## Extracted information
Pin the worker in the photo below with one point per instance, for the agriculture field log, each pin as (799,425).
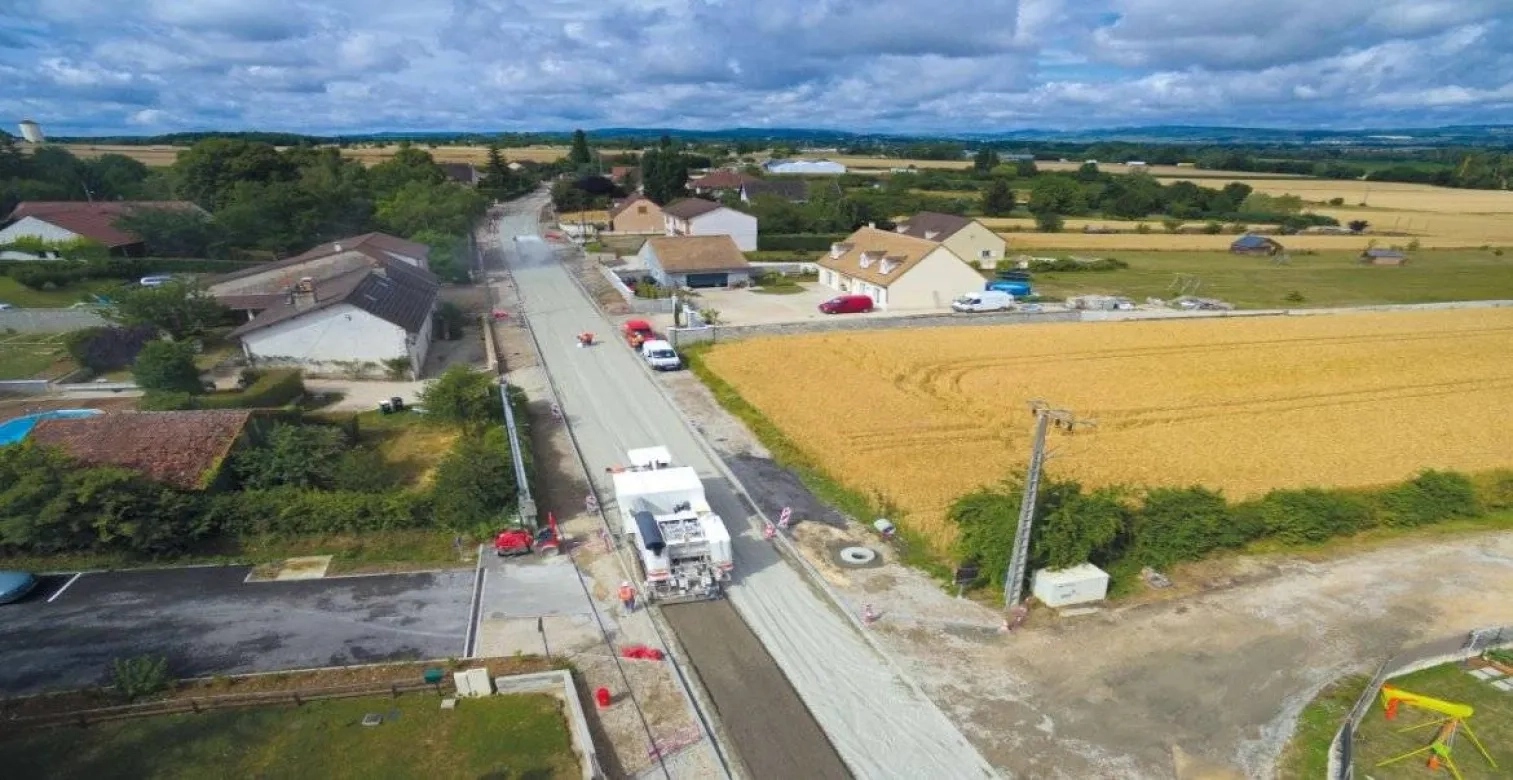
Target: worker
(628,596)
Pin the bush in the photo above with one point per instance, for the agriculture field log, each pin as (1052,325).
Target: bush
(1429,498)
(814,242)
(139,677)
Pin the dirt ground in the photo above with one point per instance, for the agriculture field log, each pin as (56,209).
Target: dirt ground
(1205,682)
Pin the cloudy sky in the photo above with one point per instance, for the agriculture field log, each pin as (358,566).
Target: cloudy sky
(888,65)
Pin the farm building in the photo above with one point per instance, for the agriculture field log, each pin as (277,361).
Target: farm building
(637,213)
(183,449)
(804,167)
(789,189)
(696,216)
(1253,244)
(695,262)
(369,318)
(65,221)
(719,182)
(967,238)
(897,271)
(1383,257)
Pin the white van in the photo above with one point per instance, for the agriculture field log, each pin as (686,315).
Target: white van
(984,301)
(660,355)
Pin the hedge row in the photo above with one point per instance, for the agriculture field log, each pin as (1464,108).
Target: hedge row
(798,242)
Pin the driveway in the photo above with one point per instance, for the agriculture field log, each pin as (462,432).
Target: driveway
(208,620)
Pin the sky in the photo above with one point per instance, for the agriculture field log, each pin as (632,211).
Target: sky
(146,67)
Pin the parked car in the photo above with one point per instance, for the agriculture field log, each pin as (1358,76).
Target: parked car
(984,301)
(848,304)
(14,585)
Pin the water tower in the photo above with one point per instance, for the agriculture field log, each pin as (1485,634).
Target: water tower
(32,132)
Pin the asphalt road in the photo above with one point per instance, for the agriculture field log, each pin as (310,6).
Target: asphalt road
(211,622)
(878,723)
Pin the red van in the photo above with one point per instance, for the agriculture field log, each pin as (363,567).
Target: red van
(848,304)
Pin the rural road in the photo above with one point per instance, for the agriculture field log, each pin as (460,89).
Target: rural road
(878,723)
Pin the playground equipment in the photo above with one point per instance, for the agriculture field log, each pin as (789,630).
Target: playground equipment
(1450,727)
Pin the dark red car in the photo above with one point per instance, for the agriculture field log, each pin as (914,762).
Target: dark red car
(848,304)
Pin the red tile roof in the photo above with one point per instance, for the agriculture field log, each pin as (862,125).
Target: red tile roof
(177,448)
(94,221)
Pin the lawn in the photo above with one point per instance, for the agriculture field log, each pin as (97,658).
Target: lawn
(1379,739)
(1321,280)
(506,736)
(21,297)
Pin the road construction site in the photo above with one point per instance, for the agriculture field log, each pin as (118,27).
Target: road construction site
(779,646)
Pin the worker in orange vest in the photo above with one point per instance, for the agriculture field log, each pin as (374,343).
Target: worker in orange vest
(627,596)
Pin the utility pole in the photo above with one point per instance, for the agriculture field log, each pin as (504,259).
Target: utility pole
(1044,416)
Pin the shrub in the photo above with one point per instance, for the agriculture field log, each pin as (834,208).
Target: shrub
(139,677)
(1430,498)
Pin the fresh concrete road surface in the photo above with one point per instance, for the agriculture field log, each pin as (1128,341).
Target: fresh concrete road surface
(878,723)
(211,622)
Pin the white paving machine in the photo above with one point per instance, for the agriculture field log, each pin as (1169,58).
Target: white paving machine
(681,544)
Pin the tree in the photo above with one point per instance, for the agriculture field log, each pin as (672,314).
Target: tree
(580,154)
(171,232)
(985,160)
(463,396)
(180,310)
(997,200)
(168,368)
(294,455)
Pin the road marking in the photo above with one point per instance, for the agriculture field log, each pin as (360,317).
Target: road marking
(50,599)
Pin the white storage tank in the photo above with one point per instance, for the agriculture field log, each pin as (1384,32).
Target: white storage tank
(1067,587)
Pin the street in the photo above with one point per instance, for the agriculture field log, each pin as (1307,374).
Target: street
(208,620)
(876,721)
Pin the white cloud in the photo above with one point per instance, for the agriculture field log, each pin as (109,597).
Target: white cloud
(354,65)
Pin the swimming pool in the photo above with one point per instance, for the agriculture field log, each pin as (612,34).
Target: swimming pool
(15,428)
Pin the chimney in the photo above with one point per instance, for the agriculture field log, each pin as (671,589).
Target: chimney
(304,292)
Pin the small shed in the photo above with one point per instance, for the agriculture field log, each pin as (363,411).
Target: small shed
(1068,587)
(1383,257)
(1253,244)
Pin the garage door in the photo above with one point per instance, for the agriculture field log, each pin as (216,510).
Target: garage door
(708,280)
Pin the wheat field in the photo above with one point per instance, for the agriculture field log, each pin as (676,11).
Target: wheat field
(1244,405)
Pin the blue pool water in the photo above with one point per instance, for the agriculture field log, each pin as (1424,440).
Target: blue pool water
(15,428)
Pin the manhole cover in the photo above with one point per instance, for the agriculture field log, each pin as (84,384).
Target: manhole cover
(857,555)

==

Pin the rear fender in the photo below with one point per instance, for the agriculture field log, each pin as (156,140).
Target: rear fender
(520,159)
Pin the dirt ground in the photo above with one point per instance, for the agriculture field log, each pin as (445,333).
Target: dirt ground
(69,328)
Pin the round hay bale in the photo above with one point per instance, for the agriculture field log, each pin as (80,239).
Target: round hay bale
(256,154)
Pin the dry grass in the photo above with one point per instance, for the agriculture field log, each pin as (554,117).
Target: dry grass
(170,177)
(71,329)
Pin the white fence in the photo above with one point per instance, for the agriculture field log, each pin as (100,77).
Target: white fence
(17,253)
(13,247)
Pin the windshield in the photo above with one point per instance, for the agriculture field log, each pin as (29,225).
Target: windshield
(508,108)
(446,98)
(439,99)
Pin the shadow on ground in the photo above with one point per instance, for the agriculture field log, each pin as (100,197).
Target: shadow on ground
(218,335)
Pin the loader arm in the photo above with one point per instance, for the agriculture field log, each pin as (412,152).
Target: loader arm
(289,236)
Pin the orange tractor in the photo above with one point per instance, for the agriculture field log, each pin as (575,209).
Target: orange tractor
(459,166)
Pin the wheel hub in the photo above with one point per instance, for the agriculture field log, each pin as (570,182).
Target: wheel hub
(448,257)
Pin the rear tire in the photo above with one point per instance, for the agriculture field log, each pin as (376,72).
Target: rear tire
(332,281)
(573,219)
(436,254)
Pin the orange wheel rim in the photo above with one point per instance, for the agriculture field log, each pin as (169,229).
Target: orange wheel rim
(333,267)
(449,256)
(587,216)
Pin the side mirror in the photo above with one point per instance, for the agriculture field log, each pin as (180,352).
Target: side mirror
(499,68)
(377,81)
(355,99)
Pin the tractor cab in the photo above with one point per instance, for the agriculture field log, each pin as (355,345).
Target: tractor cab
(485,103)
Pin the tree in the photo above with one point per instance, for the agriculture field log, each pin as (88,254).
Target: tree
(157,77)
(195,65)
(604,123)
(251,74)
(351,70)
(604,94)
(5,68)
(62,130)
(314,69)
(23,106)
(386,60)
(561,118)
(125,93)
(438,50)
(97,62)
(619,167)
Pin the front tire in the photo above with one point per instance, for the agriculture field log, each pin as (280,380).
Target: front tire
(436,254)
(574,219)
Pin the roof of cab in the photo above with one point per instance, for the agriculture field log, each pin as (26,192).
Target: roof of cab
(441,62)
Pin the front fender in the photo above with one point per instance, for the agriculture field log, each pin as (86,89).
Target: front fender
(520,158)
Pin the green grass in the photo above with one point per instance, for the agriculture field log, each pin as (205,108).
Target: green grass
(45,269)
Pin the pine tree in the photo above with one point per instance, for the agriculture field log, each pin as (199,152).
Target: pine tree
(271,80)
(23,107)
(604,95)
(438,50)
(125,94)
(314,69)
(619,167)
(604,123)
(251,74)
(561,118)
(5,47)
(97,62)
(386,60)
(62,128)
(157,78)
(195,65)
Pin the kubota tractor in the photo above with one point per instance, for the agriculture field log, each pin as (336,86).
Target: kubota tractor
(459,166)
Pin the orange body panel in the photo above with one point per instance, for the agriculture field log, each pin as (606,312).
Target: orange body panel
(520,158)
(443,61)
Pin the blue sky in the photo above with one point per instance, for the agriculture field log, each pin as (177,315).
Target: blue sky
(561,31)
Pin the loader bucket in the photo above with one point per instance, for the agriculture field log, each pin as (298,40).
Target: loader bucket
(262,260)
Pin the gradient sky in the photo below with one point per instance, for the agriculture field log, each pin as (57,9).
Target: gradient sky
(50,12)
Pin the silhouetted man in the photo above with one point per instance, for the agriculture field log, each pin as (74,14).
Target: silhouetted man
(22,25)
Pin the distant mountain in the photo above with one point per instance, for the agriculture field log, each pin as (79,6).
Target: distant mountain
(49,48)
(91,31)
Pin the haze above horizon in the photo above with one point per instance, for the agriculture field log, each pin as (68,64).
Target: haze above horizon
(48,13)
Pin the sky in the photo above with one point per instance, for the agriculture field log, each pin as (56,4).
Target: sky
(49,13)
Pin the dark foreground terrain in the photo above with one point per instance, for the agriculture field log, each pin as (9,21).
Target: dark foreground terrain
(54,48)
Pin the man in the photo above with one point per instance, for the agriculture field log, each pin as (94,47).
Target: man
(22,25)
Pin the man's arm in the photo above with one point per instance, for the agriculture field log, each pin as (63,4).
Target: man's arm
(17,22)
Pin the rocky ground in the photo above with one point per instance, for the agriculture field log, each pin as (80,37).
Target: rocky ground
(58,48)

## Task requirements
State how many lines of the records contain the word "water", with case counting, and give only that number.

## Solution to this exercise
4